**LISTED RECORDS**
# # #
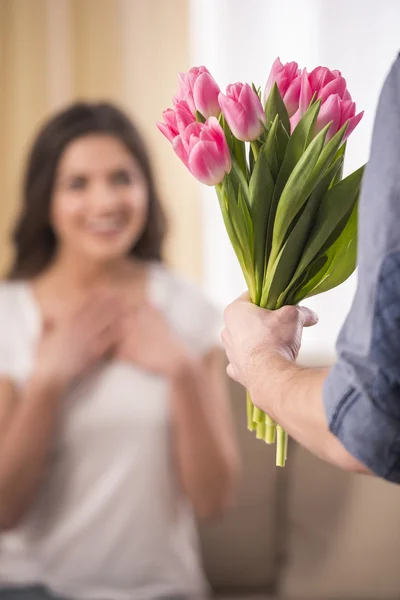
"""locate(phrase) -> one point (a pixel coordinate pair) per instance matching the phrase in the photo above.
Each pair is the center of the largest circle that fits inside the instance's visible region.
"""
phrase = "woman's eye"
(77, 183)
(122, 178)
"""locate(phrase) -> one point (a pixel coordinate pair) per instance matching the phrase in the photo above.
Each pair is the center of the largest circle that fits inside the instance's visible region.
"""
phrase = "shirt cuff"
(367, 433)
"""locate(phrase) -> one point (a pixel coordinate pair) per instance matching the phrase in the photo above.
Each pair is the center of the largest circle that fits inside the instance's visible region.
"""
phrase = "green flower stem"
(281, 446)
(254, 147)
(270, 434)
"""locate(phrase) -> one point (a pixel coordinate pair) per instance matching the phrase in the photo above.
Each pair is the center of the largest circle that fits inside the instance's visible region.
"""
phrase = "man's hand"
(253, 336)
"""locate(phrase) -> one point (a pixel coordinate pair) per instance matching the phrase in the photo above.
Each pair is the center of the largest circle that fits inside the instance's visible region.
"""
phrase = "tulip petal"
(292, 96)
(336, 86)
(205, 95)
(205, 163)
(306, 93)
(353, 122)
(179, 148)
(330, 111)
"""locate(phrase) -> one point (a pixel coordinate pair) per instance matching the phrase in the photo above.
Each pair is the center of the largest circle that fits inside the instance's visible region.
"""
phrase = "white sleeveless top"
(110, 521)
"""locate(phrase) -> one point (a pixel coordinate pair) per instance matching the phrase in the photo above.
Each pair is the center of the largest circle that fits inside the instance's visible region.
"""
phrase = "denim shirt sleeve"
(362, 391)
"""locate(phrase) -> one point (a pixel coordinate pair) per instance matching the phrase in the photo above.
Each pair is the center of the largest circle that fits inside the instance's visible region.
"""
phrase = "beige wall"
(128, 51)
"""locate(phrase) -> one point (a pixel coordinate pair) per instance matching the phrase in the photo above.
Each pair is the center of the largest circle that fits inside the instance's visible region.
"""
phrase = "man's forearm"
(292, 396)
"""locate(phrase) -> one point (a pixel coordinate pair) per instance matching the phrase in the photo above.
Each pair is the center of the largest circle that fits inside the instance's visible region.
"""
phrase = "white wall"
(238, 40)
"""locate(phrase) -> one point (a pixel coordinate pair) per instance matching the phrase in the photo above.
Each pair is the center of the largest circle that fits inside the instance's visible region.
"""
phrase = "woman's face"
(100, 199)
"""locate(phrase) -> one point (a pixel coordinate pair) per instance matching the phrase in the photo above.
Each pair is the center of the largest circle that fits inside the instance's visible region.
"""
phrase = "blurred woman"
(115, 430)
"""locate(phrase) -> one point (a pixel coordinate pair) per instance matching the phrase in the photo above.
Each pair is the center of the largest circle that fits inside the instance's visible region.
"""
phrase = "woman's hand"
(148, 341)
(70, 347)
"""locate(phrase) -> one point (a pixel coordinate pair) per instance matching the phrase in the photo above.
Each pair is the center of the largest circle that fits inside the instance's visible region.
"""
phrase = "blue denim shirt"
(362, 391)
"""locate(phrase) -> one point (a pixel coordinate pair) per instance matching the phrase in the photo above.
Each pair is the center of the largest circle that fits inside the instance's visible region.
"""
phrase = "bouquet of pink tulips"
(276, 161)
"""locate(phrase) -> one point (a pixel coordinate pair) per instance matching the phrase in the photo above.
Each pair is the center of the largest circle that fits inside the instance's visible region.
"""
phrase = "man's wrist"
(271, 381)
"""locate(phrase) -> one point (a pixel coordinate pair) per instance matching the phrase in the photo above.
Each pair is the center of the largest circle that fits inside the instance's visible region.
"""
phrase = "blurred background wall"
(127, 51)
(130, 51)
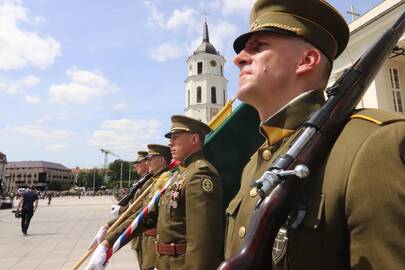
# # #
**REQUEST**
Identify every line in the data above that contains the string "blurred", and copy each of those lines in full. Treat uppercase and lowercase letters as different.

**RIGHT ANSWER**
phrase = "blurred woman"
phrase = "blurred background wall"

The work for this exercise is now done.